[DO THIS]
Report how many lines of the records contain the word "metal", treating uppercase and lowercase as different, and give only that number.

[DATA FOR PROCESSING]
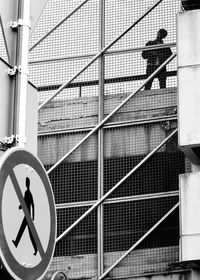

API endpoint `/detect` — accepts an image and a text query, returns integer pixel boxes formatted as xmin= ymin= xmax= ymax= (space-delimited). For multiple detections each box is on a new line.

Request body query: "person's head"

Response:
xmin=157 ymin=29 xmax=167 ymax=40
xmin=26 ymin=177 xmax=30 ymax=189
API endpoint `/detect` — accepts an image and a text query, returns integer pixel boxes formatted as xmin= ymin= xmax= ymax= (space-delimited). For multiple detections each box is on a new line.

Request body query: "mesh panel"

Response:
xmin=0 ymin=0 xmax=188 ymax=279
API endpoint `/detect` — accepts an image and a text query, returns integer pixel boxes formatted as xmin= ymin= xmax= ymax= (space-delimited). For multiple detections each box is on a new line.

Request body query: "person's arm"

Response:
xmin=31 ymin=195 xmax=35 ymax=221
xmin=142 ymin=42 xmax=152 ymax=59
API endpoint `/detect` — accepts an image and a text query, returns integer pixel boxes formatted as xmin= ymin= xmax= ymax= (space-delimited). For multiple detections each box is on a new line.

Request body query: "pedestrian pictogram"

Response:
xmin=0 ymin=148 xmax=56 ymax=280
xmin=12 ymin=177 xmax=37 ymax=255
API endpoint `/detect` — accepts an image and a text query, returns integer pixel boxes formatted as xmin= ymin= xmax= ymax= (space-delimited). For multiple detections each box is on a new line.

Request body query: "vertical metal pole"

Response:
xmin=14 ymin=0 xmax=30 ymax=147
xmin=97 ymin=0 xmax=105 ymax=277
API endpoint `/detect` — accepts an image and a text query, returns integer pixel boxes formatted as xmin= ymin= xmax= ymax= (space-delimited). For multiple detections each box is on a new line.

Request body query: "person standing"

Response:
xmin=12 ymin=177 xmax=38 ymax=255
xmin=142 ymin=29 xmax=172 ymax=90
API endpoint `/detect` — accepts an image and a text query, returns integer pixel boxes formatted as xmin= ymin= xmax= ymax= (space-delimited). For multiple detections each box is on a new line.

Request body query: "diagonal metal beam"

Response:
xmin=56 ymin=129 xmax=178 ymax=242
xmin=98 ymin=202 xmax=179 ymax=280
xmin=38 ymin=0 xmax=163 ymax=111
xmin=47 ymin=53 xmax=176 ymax=174
xmin=29 ymin=0 xmax=89 ymax=52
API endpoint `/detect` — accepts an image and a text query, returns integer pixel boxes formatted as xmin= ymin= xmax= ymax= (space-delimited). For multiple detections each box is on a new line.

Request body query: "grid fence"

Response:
xmin=2 ymin=0 xmax=190 ymax=279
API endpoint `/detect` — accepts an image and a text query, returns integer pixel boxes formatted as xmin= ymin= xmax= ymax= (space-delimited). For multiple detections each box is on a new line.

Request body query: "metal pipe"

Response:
xmin=29 ymin=0 xmax=89 ymax=52
xmin=98 ymin=202 xmax=179 ymax=280
xmin=14 ymin=0 xmax=30 ymax=147
xmin=56 ymin=191 xmax=179 ymax=210
xmin=38 ymin=114 xmax=177 ymax=137
xmin=56 ymin=129 xmax=178 ymax=242
xmin=47 ymin=54 xmax=176 ymax=174
xmin=97 ymin=0 xmax=105 ymax=276
xmin=29 ymin=43 xmax=176 ymax=65
xmin=38 ymin=0 xmax=163 ymax=111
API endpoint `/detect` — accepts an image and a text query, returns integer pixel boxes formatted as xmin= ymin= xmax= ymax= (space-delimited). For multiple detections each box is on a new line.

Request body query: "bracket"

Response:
xmin=9 ymin=18 xmax=31 ymax=31
xmin=7 ymin=66 xmax=18 ymax=77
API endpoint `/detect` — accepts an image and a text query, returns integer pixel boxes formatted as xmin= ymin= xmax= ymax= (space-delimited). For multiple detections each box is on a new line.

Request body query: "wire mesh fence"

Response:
xmin=0 ymin=0 xmax=190 ymax=279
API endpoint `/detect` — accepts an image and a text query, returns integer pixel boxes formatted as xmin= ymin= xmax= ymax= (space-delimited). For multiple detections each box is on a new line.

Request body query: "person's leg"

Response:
xmin=144 ymin=65 xmax=154 ymax=90
xmin=158 ymin=69 xmax=167 ymax=88
xmin=28 ymin=226 xmax=37 ymax=255
xmin=12 ymin=218 xmax=27 ymax=247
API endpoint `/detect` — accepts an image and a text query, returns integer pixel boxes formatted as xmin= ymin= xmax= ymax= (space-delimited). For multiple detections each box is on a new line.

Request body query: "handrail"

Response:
xmin=97 ymin=202 xmax=179 ymax=280
xmin=37 ymin=70 xmax=177 ymax=92
xmin=29 ymin=0 xmax=89 ymax=52
xmin=56 ymin=129 xmax=178 ymax=243
xmin=29 ymin=42 xmax=176 ymax=65
xmin=47 ymin=53 xmax=176 ymax=174
xmin=38 ymin=0 xmax=163 ymax=111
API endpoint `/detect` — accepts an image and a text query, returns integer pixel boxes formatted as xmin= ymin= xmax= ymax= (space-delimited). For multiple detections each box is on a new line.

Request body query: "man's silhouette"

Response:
xmin=12 ymin=177 xmax=37 ymax=255
xmin=142 ymin=29 xmax=172 ymax=90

[RESPONSE TO THIS TASK]
3